Given instruction – Rescale the rows from the line containing "Expected behaviour: place one point on the white tablecloth for" through the end of the rows, both ends included, and give only those lines again, requests and all. Multiply each point coordinate in the answers by 2.35 and round to the nearest whole number, with halves rounded up.

Stored records –
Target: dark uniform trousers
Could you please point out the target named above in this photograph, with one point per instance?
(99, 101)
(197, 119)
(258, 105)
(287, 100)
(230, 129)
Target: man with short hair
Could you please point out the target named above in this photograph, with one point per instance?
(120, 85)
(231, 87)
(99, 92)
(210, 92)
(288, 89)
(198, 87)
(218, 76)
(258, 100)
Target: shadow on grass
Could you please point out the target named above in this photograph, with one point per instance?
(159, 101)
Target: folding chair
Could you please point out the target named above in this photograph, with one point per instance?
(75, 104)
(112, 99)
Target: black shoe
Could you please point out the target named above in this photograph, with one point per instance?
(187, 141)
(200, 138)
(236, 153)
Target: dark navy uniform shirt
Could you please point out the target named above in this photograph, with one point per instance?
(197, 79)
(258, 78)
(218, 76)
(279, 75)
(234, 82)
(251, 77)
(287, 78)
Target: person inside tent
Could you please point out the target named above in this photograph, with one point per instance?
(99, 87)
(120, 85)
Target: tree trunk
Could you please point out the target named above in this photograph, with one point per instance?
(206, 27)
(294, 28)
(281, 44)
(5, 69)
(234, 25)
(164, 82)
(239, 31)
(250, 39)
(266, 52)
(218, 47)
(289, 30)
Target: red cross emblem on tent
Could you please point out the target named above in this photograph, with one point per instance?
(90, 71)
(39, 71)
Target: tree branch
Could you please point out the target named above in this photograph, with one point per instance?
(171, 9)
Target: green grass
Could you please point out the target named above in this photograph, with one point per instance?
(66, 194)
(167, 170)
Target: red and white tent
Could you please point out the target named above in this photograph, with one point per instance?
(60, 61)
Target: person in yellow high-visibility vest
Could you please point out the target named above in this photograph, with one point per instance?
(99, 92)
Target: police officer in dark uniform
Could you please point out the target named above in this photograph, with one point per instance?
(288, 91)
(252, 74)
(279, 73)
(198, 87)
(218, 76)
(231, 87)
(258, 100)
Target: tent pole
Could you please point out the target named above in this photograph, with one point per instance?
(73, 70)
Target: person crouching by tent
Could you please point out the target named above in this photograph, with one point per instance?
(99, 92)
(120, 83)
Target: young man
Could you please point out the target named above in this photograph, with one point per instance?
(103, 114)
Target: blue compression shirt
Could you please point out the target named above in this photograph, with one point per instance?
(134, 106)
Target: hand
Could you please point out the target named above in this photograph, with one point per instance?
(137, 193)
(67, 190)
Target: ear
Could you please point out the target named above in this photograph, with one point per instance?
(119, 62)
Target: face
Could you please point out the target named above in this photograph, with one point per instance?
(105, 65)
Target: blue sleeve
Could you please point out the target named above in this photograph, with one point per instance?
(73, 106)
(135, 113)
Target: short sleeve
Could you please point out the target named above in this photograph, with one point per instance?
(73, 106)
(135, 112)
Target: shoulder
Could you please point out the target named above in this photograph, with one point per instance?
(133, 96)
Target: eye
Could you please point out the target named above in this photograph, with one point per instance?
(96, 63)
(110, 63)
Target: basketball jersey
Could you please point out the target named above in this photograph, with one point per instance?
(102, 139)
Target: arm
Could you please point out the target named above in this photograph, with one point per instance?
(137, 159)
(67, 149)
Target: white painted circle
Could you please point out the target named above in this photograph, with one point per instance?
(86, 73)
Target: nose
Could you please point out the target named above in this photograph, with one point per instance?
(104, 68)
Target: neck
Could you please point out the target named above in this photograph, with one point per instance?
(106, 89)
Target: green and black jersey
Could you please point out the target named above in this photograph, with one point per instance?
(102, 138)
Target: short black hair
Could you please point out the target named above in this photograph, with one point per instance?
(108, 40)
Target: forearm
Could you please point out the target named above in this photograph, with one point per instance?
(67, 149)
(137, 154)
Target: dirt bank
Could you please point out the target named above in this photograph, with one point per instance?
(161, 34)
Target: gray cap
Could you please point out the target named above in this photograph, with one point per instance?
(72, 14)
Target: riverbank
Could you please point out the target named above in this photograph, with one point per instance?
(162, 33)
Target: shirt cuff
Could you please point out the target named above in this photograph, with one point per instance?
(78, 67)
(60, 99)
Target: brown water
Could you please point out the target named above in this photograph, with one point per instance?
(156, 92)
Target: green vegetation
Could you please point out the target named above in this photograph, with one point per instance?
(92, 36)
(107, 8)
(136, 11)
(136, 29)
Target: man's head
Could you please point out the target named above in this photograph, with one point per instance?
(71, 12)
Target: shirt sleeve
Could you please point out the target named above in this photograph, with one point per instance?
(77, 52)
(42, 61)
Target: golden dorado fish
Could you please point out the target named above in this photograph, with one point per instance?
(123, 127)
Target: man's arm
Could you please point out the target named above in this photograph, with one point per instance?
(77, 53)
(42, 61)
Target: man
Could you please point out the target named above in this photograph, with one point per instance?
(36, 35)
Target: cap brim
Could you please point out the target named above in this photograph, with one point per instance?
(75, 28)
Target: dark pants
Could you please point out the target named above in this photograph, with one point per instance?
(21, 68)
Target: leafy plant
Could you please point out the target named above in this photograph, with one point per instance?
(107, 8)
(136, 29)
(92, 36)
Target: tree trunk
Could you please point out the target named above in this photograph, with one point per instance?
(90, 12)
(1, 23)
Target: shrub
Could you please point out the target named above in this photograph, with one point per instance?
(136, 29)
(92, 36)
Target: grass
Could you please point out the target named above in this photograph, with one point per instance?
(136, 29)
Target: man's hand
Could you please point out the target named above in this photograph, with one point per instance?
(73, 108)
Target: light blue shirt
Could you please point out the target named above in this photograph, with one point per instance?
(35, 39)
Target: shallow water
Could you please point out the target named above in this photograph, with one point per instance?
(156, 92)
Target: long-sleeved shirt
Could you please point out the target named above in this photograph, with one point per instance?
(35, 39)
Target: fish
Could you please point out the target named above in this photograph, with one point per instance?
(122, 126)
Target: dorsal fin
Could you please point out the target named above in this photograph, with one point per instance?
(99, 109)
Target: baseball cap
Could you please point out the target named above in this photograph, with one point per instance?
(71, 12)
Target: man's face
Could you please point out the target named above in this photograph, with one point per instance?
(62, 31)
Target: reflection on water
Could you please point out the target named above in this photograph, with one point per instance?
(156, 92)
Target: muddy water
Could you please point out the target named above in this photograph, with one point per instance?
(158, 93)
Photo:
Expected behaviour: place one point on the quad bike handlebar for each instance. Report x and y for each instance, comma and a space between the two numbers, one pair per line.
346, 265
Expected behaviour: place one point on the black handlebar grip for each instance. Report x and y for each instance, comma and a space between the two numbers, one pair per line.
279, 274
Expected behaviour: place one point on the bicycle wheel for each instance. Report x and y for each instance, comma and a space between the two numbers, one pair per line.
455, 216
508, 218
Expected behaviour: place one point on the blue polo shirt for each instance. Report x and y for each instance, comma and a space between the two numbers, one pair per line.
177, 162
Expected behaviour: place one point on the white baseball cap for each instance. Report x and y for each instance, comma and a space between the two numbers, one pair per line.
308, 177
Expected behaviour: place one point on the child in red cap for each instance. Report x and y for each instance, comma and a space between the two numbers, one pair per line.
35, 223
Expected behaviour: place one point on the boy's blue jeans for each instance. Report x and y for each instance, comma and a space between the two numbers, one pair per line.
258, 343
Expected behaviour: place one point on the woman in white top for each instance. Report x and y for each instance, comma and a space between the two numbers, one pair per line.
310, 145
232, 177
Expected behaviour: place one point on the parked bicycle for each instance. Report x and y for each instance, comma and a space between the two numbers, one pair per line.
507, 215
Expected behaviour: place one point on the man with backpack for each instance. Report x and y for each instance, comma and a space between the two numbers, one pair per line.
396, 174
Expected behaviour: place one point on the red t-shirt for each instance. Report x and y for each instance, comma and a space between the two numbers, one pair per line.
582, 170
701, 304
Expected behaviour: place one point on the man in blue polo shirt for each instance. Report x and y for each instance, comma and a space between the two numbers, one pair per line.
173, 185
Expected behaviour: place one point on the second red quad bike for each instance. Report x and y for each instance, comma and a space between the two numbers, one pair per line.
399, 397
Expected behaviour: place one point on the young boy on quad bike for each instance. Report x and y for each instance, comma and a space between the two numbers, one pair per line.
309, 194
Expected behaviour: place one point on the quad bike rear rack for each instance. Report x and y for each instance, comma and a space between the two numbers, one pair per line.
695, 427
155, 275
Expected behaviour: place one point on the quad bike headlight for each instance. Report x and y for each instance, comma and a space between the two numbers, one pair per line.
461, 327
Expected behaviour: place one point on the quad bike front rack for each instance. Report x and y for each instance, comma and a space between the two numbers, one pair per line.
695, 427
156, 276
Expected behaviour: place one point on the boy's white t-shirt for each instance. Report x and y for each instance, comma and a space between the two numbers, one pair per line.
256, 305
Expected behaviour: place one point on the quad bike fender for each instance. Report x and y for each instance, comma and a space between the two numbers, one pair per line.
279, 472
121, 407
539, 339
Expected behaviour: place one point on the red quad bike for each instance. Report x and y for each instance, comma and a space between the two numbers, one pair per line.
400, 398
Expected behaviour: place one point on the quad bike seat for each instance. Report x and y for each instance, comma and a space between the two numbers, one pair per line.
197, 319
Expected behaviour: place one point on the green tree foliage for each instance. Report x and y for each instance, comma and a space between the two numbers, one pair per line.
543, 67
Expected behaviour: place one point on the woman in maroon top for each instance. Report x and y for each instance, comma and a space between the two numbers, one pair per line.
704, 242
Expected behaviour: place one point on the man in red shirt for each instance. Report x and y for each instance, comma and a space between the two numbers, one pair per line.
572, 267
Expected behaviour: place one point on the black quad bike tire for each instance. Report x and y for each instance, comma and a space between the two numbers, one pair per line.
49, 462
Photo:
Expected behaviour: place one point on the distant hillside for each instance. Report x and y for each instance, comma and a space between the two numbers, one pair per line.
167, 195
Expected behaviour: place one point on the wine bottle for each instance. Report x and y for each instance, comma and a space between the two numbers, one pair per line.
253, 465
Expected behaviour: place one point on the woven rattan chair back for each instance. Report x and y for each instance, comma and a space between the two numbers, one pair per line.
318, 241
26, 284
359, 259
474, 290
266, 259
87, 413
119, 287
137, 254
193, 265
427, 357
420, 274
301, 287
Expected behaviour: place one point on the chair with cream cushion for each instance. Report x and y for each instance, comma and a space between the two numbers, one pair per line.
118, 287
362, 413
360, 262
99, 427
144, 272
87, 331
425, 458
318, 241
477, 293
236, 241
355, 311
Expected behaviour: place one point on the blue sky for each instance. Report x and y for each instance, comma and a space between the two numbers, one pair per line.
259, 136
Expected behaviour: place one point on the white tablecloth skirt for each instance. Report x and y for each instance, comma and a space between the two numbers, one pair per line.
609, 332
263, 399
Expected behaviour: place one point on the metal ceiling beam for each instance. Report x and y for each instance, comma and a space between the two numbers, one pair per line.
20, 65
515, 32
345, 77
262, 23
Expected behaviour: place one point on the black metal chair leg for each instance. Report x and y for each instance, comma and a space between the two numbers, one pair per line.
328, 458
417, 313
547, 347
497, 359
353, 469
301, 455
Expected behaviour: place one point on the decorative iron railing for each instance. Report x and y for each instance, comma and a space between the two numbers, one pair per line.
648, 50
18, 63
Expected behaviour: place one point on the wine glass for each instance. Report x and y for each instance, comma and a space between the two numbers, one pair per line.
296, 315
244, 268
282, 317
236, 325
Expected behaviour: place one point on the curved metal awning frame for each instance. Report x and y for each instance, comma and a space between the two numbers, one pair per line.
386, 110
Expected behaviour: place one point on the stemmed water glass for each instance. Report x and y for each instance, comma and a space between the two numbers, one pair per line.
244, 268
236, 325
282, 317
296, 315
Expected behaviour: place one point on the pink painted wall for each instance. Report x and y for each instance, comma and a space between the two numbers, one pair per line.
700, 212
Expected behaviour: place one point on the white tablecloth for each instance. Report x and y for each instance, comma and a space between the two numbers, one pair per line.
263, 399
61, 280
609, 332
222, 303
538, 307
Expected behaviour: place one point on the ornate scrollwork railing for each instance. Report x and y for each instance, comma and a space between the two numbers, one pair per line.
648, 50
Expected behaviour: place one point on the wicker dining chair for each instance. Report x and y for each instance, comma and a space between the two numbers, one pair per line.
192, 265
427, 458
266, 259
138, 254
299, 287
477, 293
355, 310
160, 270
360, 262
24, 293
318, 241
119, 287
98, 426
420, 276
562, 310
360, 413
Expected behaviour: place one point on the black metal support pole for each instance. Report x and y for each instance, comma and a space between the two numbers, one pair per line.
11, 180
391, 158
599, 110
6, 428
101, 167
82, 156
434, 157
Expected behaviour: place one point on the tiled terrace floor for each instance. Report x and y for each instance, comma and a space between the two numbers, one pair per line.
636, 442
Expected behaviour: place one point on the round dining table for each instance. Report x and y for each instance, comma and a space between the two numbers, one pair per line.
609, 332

Correct result –
Expected behaviour: place one point on the white tablecloth for each instance. Report x and y for each instance, comma and a space between the two numbers, one pair per line.
618, 938
143, 658
1431, 780
522, 712
1264, 721
Expected behaviour: place one point on the ornate scrollwork railing for each instance. Report x and y for each instance, comma and a space between the two numbers, one pair per line.
1523, 118
Expected behaviour: place one point on the wicker dining chair for each instance. Report x and y for each instance, comma and a space between the two numbers, one pair per line.
451, 623
1003, 1076
625, 609
324, 597
703, 674
1121, 689
834, 729
376, 635
846, 616
56, 689
747, 566
280, 674
230, 1001
987, 649
1321, 729
846, 971
Expected behaviour: place one point on the black metal support pole for each instance. Report x and y for each instance, comma and a space between the two numbers, one pair per line.
26, 423
919, 371
1408, 259
14, 1006
237, 392
193, 367
1020, 369
Expected behaviour: place one point on the tiled terrace floor for each instance. Report x and y for each instance, comma and a space between the two numbers, one pair per line.
1495, 1039
Expected behaviour: place one point on the round dining table for each instance. Report x and y for each instance, comma and a space between the two numbers, one pair per line.
1431, 780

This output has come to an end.